*PROBLEM DESCRIPTION:* Collect each line in the listing below that contains the word "pagoda" and copy those lines out in full.
[BEGIN DATA FOR PROCESSING]
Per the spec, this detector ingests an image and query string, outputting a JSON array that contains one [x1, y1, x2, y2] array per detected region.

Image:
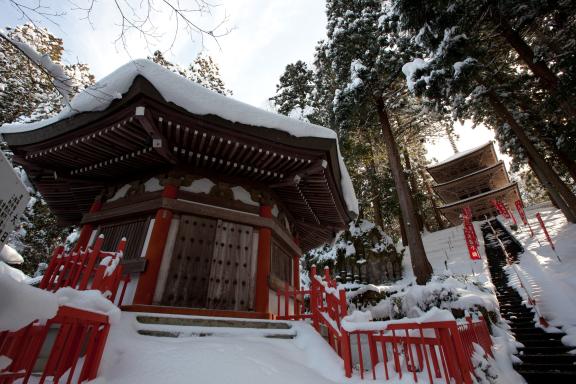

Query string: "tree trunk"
[[554, 148, 576, 183], [487, 90, 576, 223], [370, 146, 384, 228], [445, 126, 458, 154], [420, 170, 444, 230], [497, 15, 576, 120], [528, 161, 569, 212], [398, 210, 408, 247], [375, 96, 432, 285], [404, 149, 424, 232]]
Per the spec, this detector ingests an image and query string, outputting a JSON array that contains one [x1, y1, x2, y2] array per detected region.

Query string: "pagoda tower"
[[428, 142, 520, 225], [1, 60, 358, 318]]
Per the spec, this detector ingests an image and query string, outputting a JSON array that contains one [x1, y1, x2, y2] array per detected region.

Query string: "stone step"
[[516, 367, 576, 384], [138, 329, 296, 340], [518, 353, 576, 364], [136, 315, 292, 329], [135, 314, 297, 339], [518, 343, 574, 352]]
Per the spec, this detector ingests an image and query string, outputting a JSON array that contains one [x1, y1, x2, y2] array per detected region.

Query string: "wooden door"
[[162, 215, 217, 308], [207, 220, 256, 311], [98, 217, 150, 261]]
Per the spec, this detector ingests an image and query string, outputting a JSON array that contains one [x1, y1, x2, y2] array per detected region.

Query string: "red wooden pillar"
[[254, 205, 272, 313], [292, 237, 304, 316], [134, 184, 178, 305], [74, 198, 102, 252]]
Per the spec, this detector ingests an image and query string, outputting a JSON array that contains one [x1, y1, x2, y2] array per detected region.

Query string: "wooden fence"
[[277, 267, 492, 384], [0, 236, 129, 384]]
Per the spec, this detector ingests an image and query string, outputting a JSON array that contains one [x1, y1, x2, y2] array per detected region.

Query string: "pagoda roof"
[[0, 60, 358, 249], [439, 183, 520, 224], [427, 142, 498, 184], [433, 160, 510, 203]]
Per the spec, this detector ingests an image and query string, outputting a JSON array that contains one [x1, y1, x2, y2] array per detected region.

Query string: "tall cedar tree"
[[0, 24, 94, 274], [148, 51, 232, 95], [326, 0, 432, 284], [270, 60, 314, 120], [394, 0, 576, 222]]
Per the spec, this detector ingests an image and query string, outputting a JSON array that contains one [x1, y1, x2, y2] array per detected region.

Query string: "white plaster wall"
[[152, 215, 180, 304]]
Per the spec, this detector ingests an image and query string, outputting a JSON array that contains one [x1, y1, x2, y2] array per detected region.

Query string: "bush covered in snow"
[[347, 275, 497, 320], [305, 219, 403, 284]]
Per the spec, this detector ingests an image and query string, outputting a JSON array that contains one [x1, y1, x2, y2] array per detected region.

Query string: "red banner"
[[462, 207, 480, 260], [514, 200, 534, 237], [536, 212, 556, 250]]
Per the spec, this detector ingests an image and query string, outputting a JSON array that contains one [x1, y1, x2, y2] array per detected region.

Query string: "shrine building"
[[3, 60, 358, 318], [428, 142, 520, 225]]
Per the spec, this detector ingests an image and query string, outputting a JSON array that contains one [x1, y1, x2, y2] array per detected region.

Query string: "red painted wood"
[[254, 205, 272, 313], [74, 199, 102, 252], [134, 184, 178, 305], [121, 304, 272, 319]]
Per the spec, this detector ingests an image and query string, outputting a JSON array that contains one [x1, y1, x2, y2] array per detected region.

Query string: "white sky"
[[0, 0, 508, 167]]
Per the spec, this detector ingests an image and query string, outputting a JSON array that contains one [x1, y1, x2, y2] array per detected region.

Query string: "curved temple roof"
[[0, 60, 358, 250]]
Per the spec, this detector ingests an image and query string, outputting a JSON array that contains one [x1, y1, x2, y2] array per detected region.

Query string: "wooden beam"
[[134, 107, 178, 165], [162, 199, 302, 255]]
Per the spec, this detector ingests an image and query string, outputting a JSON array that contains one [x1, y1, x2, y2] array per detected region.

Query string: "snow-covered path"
[[96, 313, 346, 384]]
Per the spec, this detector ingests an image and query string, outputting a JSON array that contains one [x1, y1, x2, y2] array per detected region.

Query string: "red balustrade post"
[[254, 205, 272, 313], [38, 245, 64, 289], [310, 265, 321, 332], [340, 329, 352, 377], [134, 184, 178, 305], [78, 235, 104, 291], [74, 197, 102, 252], [324, 266, 331, 287], [292, 237, 304, 319]]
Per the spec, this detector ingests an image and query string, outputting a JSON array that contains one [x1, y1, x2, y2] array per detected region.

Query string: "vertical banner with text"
[[0, 151, 30, 249]]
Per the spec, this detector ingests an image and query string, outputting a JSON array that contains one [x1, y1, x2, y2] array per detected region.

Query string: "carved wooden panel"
[[207, 220, 255, 311], [98, 217, 150, 260], [162, 215, 217, 308], [270, 240, 294, 285]]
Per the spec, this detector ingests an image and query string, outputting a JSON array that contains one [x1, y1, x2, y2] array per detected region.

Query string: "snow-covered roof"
[[0, 244, 24, 264], [433, 160, 510, 189], [0, 59, 358, 214], [438, 182, 518, 210], [428, 142, 492, 169]]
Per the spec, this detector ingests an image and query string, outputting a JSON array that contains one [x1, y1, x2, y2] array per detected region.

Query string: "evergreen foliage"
[[0, 24, 94, 275], [148, 51, 232, 95]]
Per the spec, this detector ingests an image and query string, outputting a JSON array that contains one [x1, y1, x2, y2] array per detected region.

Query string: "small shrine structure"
[[428, 142, 520, 225], [3, 60, 358, 318]]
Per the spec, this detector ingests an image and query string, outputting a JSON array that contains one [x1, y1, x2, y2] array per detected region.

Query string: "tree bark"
[[554, 148, 576, 183], [398, 204, 408, 247], [487, 90, 576, 223], [497, 15, 576, 120], [528, 161, 569, 212], [370, 145, 384, 228], [374, 96, 432, 285], [404, 149, 425, 232], [421, 171, 444, 230]]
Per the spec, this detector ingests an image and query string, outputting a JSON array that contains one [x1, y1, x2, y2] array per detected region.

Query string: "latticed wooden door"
[[162, 215, 217, 308], [207, 220, 256, 311]]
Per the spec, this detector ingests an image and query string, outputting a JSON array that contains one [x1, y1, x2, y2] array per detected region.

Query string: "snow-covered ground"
[[96, 312, 345, 384], [501, 206, 576, 351]]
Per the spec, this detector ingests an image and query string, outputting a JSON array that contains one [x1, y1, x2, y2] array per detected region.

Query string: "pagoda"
[[2, 60, 358, 318], [428, 142, 520, 225]]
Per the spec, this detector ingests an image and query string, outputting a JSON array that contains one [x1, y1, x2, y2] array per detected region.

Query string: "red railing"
[[458, 315, 493, 371], [277, 266, 492, 384], [39, 235, 130, 305], [0, 236, 130, 384], [276, 284, 312, 320], [345, 317, 492, 384], [0, 306, 110, 384]]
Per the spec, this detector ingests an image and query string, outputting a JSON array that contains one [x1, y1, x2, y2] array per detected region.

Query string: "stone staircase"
[[482, 220, 576, 384], [134, 313, 296, 339]]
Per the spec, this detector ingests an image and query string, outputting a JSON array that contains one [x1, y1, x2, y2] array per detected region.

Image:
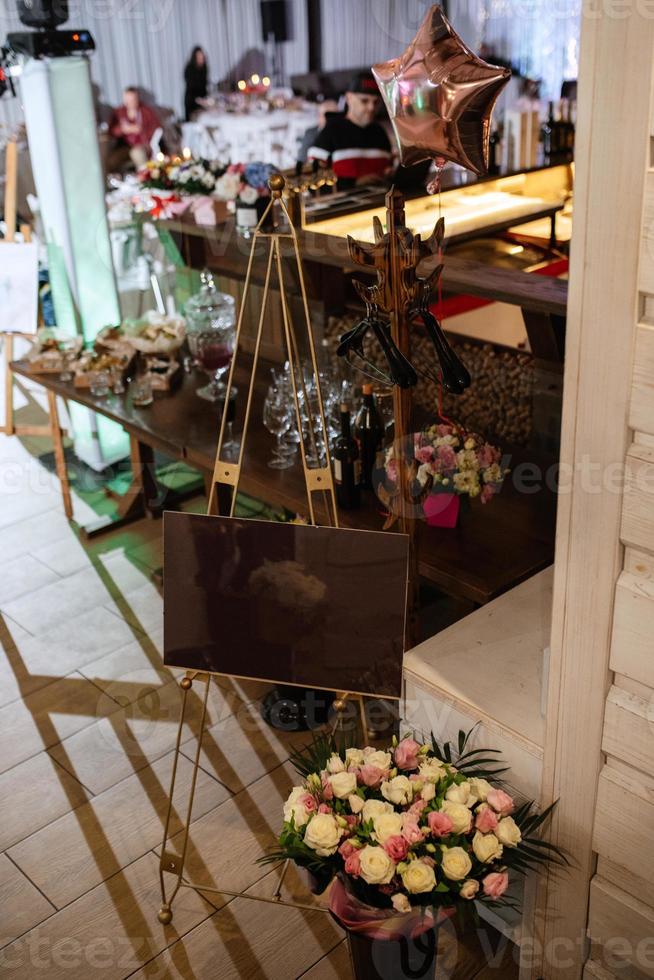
[END DATA FOR PROCESSING]
*FINAL RESULT:*
Query string: "pagoda tower"
Query string: "pagoda roof"
Query string: "pagoda"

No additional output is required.